• Exercise text:
+--

Told. I told you so, phr. (old).—The retort provocant: in modern phrase, 'So like a woman to say, "I told you so!"'

1412. Occleve, De Reg. Princ. (Roxburgh), 26. I tolde hym so.

1609. Jonson, Silent Woman, iv. 2. True. I told you so, sir, and you would not believe me. Mor. Alas, do not rub those wounds . . . to blood again.

To be told, verb. phr. (Tonbridge School).—To obtain one's colours in a school team.


Toledo (or Tol), subs. (old).—A sword-blade: manufactured at Toledo in Spain, whence in fifteenth and sixteenth centuries came the finest tempered weapons: cf. Fox. Hence a rum-tol = a silver-hilted sword; a queer-tol = a very ordinary weapon (B. E. and Grose).

1596. Jonson, Ev. Man in Humour, iii. 1. A most perfect Toledo, I assure you, sir . . . This a Toledo, pish!

1612. Webster, White Devil, v. 2. O what blade is't? A Toledo, or an English fox?

+--

• Your objective: Extend the old slang dictionary text, picking up right after its final quotation from Webster.

(Stored records)
+--

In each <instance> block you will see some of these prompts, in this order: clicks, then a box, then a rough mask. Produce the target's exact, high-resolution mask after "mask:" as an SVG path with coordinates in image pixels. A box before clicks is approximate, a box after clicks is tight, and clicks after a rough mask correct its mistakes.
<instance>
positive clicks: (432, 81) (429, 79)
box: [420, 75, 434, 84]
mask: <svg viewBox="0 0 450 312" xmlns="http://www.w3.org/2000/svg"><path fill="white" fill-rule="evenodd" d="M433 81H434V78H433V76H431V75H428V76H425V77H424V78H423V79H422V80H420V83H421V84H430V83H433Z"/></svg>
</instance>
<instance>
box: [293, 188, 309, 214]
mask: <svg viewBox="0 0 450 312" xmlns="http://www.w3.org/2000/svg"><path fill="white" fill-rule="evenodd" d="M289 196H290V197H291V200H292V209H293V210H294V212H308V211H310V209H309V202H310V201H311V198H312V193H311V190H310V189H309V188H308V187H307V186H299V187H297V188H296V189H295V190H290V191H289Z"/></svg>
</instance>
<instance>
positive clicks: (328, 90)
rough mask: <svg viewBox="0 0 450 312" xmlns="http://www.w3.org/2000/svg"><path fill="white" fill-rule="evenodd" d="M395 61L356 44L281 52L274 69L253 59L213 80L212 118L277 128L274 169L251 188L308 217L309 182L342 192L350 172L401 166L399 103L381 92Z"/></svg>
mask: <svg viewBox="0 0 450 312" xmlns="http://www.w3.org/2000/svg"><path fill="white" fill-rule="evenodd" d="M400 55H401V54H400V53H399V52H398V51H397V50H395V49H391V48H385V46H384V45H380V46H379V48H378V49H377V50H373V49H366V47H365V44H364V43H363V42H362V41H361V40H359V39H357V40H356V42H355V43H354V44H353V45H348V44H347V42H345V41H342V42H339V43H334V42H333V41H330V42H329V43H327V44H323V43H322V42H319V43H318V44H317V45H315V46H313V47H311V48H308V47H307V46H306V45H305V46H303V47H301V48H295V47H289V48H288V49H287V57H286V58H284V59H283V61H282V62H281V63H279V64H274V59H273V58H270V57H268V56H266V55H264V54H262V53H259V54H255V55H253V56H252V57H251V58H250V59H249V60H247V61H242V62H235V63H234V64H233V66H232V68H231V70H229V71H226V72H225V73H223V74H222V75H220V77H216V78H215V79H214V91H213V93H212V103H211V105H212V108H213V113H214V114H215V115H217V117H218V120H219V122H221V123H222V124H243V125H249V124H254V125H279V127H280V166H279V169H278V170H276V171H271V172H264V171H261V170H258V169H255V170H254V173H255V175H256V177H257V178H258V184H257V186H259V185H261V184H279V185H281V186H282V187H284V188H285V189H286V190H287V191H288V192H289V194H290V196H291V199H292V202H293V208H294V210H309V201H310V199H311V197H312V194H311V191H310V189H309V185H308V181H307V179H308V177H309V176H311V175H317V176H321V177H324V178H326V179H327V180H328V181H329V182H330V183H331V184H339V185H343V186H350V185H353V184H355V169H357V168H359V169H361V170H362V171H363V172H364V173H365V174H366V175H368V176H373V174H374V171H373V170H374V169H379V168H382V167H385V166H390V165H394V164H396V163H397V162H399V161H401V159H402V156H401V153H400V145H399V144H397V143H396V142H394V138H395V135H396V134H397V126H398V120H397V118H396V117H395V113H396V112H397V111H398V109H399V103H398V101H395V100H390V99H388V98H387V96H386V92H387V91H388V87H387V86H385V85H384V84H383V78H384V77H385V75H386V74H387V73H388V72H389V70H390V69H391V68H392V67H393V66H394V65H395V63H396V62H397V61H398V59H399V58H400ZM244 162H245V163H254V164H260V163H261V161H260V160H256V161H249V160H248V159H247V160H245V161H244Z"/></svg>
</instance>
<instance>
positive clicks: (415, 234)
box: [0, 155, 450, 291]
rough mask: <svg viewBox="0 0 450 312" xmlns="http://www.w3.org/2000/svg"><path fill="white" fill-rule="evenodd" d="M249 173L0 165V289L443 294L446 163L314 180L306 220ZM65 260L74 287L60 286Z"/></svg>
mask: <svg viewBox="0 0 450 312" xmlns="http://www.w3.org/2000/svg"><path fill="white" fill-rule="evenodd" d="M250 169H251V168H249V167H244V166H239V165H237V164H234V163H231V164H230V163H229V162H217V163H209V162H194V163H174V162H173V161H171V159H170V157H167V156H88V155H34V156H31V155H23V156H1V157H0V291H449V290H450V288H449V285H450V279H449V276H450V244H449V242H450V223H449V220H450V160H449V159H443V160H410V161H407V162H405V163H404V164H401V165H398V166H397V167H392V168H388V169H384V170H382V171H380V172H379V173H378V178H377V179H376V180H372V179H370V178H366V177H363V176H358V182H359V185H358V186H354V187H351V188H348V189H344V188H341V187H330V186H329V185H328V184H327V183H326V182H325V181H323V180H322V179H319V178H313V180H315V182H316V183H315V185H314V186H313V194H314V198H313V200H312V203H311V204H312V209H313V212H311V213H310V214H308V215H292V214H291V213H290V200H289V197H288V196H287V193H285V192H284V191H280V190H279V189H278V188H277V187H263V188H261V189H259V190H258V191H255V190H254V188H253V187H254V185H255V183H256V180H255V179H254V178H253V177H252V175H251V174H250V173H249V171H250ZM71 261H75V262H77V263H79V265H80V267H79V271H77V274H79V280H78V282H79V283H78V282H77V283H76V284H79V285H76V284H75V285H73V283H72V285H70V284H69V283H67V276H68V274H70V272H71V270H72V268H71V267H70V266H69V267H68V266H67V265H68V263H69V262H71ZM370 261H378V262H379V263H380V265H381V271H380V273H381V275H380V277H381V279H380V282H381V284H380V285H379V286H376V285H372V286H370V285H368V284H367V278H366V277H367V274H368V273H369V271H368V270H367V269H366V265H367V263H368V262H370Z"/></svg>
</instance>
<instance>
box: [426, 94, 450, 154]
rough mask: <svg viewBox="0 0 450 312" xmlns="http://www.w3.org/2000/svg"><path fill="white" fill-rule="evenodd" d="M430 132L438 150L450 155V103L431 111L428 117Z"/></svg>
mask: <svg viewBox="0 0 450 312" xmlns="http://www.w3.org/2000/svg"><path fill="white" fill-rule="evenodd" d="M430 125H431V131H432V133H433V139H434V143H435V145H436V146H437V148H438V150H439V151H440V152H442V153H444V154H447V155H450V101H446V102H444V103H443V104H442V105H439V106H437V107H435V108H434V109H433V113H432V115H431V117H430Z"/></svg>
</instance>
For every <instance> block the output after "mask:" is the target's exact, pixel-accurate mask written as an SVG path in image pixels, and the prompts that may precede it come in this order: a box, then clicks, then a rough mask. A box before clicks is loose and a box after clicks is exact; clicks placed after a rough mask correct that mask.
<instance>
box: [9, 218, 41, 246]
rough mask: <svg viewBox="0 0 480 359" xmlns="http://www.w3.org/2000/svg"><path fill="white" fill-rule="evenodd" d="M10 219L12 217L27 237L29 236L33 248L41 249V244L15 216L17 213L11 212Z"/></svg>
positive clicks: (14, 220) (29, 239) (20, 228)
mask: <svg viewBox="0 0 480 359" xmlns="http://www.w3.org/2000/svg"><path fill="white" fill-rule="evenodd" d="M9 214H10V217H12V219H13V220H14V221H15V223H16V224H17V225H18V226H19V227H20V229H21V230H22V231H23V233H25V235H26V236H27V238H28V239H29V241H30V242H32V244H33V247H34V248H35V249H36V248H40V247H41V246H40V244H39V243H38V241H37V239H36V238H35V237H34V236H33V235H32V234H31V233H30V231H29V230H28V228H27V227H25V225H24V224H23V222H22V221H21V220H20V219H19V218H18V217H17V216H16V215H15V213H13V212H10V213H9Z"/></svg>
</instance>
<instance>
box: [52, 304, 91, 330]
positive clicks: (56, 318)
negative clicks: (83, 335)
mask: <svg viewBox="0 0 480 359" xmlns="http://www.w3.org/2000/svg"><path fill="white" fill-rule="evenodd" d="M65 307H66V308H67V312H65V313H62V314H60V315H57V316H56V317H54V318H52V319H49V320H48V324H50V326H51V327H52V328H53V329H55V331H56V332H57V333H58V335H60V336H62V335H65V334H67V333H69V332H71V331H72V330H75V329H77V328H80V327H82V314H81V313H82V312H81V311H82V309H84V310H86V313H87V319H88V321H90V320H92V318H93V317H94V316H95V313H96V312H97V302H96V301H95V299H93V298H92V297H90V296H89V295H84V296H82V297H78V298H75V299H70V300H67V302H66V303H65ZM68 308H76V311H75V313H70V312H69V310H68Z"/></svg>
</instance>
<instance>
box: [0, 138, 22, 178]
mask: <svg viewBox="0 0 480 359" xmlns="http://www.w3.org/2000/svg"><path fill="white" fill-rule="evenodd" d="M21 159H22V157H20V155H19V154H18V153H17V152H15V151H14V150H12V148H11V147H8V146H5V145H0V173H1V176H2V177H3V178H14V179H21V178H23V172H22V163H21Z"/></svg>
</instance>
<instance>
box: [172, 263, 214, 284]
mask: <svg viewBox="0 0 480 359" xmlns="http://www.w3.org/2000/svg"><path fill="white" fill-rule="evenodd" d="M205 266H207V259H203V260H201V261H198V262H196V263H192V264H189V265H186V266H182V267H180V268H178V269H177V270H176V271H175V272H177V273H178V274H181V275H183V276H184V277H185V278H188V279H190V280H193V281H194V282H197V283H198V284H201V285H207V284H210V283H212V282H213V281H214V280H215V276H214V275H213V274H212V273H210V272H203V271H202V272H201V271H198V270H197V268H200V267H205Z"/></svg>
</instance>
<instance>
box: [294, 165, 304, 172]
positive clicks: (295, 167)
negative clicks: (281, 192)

+--

• Answer space:
1834. Ainsworth, Rookwood. His tol by his side, and his pops in his pocket.


Tolerable, adj. (colloquial).—In fair health; pretty well: cf. Toll-ollish.

1847. Bronté, Jane Eyre, xxvi. We're tolerable, sir, I thank you.


Toll. To take toll, verb. phr. (colloquial).—To pilfer; to 'pick and steal': cf. custom of millers taking a portion of grain as compensation for grinding. Also to get (or take) more than a proper share.

[1596. Shakspeare, King John, iii. 1. 154. No Italian priest shall tithe or toll in our dominion.]

1809. Malkin, Gil Bias [Routledge], 42. His hand shook . . . the table-cloth and napkin took toll [of soup].


Tolliban Rig, subs. phr. (old).—'A species of cheat carried on by a woman, assuming the character of a dumb and deaf conjuror' (Grose).


Tol-loll (or Tol-lollish), adj. phr. (common).—Tolerable; pretty good; 'nothing to grumble at.'

18[?]. Gilbert [Encyclop. Dict.]. Lord Nelson, too, was pretty well—That is, tol-lol-ish!

1901. Free Lance, 20 Sep., 4. 3. Oh, I feel tol-lollish enough to go through with that little bit of circus business.


Tolly, subs. (public schools').—1. A candle: spec. a 'tallow' candle. To tolly up (Harrow) = to light candles surreptitiously after the gas has been put out. Cf. Brolly, Yolly, etc.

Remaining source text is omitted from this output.